#### Task description:
Could you transcribe each entry below exactly, minus the images?

#### Data extracts:
==================================================

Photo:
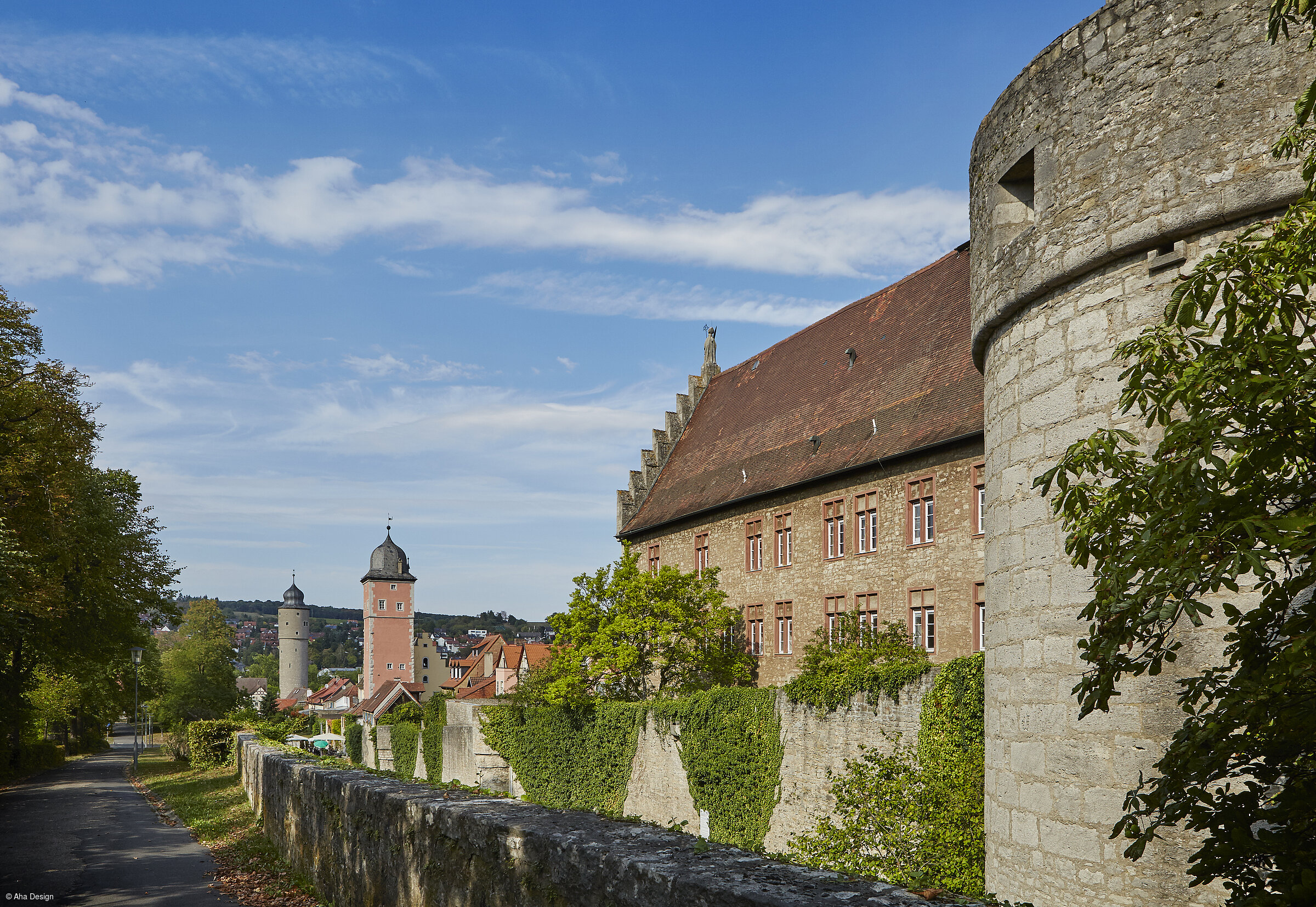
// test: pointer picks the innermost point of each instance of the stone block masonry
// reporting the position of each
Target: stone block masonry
(1123, 155)
(815, 743)
(369, 840)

==================================================

#### Answer to the problem:
Photo:
// test: pointer picks the innermost point of each instance of the stone block masonry
// reporting the position of each
Target: stone block masonry
(1123, 155)
(815, 743)
(369, 840)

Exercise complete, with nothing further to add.